Text for analysis:
Good morning. English-Dutch food giant Unilever ousted its CEO Hein Schumacher this week, after barely one-and-a-half years on the job, andvreplaced him with the company’s CFO, Fernando Fernandez. It begs the question: what went wrong at Unilever—and can Fernandez succeed?
Officially, Unilever’s CEO swap happened because the company’s board was “eager to step up the pace of [its] strategy execution” after the post-COVID price inflation rush, which temporarily boosted Unilever’s profits, came to an end. (Unilever’s strategy to improve performance included streamlining its so-called “power brands” portfolio, including Dove soap, Rexona deodorant, and Knorr soup, while avoiding large acquisitions.)
It also follows some difficult decisions Schumacher made, such ascpulling out of Russia belatedly after several twists and turns, and listing its ice cream business (including Magnum and Ben & Jerry’s) in the Netherlands, instead of the U.S., which some board members were pushing due to the higher valuations that consumer retail stocks often attract in America. In all, it’s hard not to see the hand of activist investor and Unilever board member Nelson Peltz and his investment firm Trian in this week’s decision.

Records supplied:

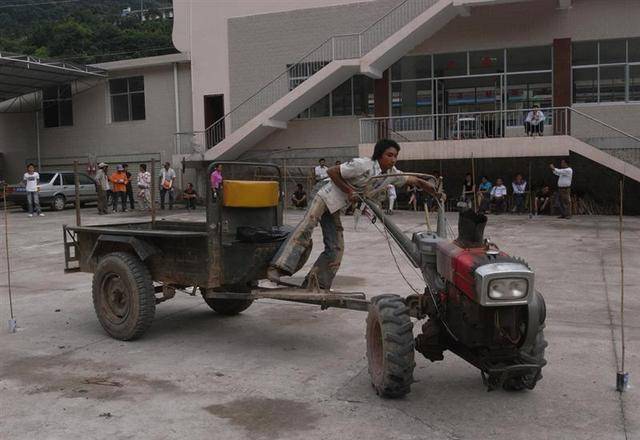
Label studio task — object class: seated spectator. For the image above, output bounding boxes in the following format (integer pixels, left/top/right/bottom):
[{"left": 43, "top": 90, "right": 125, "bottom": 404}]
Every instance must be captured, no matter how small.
[
  {"left": 478, "top": 176, "right": 493, "bottom": 213},
  {"left": 524, "top": 104, "right": 545, "bottom": 136},
  {"left": 511, "top": 174, "right": 527, "bottom": 213},
  {"left": 460, "top": 173, "right": 476, "bottom": 208},
  {"left": 491, "top": 178, "right": 507, "bottom": 214},
  {"left": 182, "top": 183, "right": 198, "bottom": 210},
  {"left": 534, "top": 185, "right": 551, "bottom": 215},
  {"left": 291, "top": 183, "right": 307, "bottom": 208}
]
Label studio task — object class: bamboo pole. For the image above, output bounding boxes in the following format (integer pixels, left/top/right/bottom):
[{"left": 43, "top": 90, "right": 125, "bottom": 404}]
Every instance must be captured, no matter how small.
[{"left": 73, "top": 160, "right": 82, "bottom": 226}]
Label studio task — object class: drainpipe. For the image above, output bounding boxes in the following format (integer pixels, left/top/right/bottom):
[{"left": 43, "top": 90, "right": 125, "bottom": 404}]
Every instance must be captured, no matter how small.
[{"left": 34, "top": 111, "right": 42, "bottom": 171}]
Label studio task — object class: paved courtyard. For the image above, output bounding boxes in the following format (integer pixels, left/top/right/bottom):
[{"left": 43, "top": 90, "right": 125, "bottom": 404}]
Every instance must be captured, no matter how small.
[{"left": 0, "top": 208, "right": 640, "bottom": 440}]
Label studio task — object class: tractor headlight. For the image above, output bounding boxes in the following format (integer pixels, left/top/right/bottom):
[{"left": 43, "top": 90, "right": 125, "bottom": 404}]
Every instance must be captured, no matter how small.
[{"left": 489, "top": 278, "right": 529, "bottom": 301}]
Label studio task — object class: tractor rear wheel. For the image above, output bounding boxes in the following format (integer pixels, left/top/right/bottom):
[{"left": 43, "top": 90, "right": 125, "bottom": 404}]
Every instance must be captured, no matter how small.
[
  {"left": 204, "top": 297, "right": 253, "bottom": 316},
  {"left": 92, "top": 252, "right": 156, "bottom": 341},
  {"left": 367, "top": 295, "right": 416, "bottom": 398}
]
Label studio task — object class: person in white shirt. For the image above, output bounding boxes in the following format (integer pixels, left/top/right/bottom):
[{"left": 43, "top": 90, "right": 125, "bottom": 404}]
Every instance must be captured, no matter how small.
[
  {"left": 313, "top": 159, "right": 329, "bottom": 182},
  {"left": 267, "top": 139, "right": 437, "bottom": 289},
  {"left": 524, "top": 105, "right": 546, "bottom": 136},
  {"left": 491, "top": 178, "right": 507, "bottom": 214},
  {"left": 511, "top": 174, "right": 527, "bottom": 213},
  {"left": 22, "top": 163, "right": 44, "bottom": 217},
  {"left": 549, "top": 159, "right": 573, "bottom": 219},
  {"left": 96, "top": 162, "right": 110, "bottom": 215},
  {"left": 387, "top": 184, "right": 398, "bottom": 215}
]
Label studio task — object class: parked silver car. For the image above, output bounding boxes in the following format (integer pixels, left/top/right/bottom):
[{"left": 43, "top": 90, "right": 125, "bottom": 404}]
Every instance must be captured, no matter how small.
[{"left": 7, "top": 171, "right": 98, "bottom": 211}]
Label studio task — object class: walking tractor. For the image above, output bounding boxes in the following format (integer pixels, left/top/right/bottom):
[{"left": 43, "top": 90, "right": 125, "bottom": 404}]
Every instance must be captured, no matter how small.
[{"left": 63, "top": 162, "right": 546, "bottom": 397}]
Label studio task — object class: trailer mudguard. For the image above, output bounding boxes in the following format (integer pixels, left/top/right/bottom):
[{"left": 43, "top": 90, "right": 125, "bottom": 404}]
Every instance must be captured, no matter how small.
[{"left": 89, "top": 234, "right": 161, "bottom": 261}]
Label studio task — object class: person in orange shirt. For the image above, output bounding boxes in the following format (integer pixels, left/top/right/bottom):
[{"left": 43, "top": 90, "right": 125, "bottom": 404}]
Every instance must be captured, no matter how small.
[{"left": 109, "top": 165, "right": 129, "bottom": 212}]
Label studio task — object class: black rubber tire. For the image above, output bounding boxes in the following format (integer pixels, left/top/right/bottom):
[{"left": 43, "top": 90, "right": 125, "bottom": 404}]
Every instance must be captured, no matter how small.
[
  {"left": 204, "top": 298, "right": 253, "bottom": 316},
  {"left": 92, "top": 252, "right": 156, "bottom": 341},
  {"left": 51, "top": 194, "right": 67, "bottom": 211},
  {"left": 366, "top": 295, "right": 416, "bottom": 398},
  {"left": 502, "top": 324, "right": 548, "bottom": 391}
]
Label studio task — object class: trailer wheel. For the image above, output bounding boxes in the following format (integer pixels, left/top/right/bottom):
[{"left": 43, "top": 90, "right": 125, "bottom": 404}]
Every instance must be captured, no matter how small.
[
  {"left": 92, "top": 252, "right": 156, "bottom": 341},
  {"left": 367, "top": 295, "right": 416, "bottom": 397},
  {"left": 204, "top": 298, "right": 253, "bottom": 316}
]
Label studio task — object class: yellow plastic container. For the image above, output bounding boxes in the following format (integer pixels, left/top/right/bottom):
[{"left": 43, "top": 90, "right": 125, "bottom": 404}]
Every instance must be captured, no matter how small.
[{"left": 222, "top": 180, "right": 280, "bottom": 208}]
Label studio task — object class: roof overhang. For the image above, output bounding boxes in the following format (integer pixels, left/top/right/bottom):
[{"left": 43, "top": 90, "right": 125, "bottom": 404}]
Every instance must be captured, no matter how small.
[{"left": 0, "top": 52, "right": 107, "bottom": 102}]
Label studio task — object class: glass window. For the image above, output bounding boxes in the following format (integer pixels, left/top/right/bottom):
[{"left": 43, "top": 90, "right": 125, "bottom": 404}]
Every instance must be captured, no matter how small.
[
  {"left": 469, "top": 49, "right": 504, "bottom": 75},
  {"left": 353, "top": 75, "right": 375, "bottom": 116},
  {"left": 573, "top": 67, "right": 598, "bottom": 103},
  {"left": 42, "top": 84, "right": 73, "bottom": 127},
  {"left": 331, "top": 78, "right": 353, "bottom": 116},
  {"left": 391, "top": 81, "right": 431, "bottom": 116},
  {"left": 629, "top": 66, "right": 640, "bottom": 101},
  {"left": 572, "top": 41, "right": 598, "bottom": 66},
  {"left": 507, "top": 46, "right": 552, "bottom": 72},
  {"left": 309, "top": 95, "right": 330, "bottom": 118},
  {"left": 109, "top": 76, "right": 146, "bottom": 122},
  {"left": 600, "top": 66, "right": 626, "bottom": 102},
  {"left": 391, "top": 55, "right": 431, "bottom": 80},
  {"left": 629, "top": 38, "right": 640, "bottom": 63},
  {"left": 600, "top": 40, "right": 627, "bottom": 64},
  {"left": 433, "top": 52, "right": 467, "bottom": 77}
]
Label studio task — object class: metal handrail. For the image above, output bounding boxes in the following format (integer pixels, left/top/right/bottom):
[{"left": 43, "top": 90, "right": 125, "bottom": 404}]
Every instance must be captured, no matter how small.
[{"left": 205, "top": 0, "right": 439, "bottom": 148}]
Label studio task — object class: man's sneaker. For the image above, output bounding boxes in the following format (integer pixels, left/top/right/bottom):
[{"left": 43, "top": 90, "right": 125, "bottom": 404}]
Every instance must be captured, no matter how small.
[{"left": 267, "top": 267, "right": 282, "bottom": 284}]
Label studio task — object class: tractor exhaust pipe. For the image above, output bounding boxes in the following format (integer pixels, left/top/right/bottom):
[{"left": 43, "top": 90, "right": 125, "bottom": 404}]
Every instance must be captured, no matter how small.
[{"left": 456, "top": 209, "right": 487, "bottom": 248}]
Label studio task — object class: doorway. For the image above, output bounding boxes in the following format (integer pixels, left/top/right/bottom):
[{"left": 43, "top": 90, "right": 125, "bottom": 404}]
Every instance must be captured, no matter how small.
[{"left": 204, "top": 95, "right": 225, "bottom": 148}]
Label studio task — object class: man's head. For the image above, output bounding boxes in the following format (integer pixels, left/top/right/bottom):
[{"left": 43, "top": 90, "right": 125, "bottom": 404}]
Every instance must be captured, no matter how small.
[{"left": 371, "top": 139, "right": 400, "bottom": 173}]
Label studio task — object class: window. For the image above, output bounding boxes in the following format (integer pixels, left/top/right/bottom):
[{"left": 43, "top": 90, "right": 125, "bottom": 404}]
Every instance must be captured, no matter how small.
[
  {"left": 109, "top": 76, "right": 146, "bottom": 122},
  {"left": 42, "top": 84, "right": 73, "bottom": 127},
  {"left": 433, "top": 52, "right": 467, "bottom": 77},
  {"left": 391, "top": 55, "right": 431, "bottom": 80},
  {"left": 507, "top": 46, "right": 552, "bottom": 72},
  {"left": 469, "top": 49, "right": 504, "bottom": 75}
]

Questions on the material:
A - Answer these questions from the text about Unilever's change of CEO.
(i) Who replaced Hein Schumacher as CEO, and what role did that person hold before?
(ii) Which three brands does the text name as part of Unilever's "power brands" portfolio?
(iii) In which country was the ice cream business listed instead of the U.S.?
B - Continue the piece on Unilever's change of CEO from its last sentence.

Answers by task:
A -
(i) Fernando Fernandez, the company's CFO.
(ii) Dove soap, Rexona deodorant, and Knorr soup.
(iii) The Netherlands.

B -
In a statement provided to CEO Daily on Wednesday, Peltz made a clear endorsement of the new CEO: “Trian believes continued operational improvements and sustained financial outperformance should drive Unilever’s valuation multiple higher. […] Fernando Fernandez has the right skills and expertise to accelerate the company’s growth action plan.”
Since Peltz came on the scene three years ago, there has certainly been change: three CEOs have been at the helm, and nearly half the board has been replaced. The financial picture has been mixed. Since June 2022, the stock price rose 15%, in line with the FTSE 100 index, but it remains below its 2019 peak. Results for 2024, announced last week, showed slow sales growth and a (steep) decline in profits. And for 2025, the company said it expected “subdued” market growth to continue.
But there are plenty of skeptics who think Peltz’s methods for improving short-term financial results often don’t work, including Yale University’s Jeffrey Sonnenfeld. In a Fortune commentary piece last year, he called Peltz “America’s most overrated activist investor”, arguing that “roughly 70% of his board intrusion resulted in those companies underperforming the S&P 500.”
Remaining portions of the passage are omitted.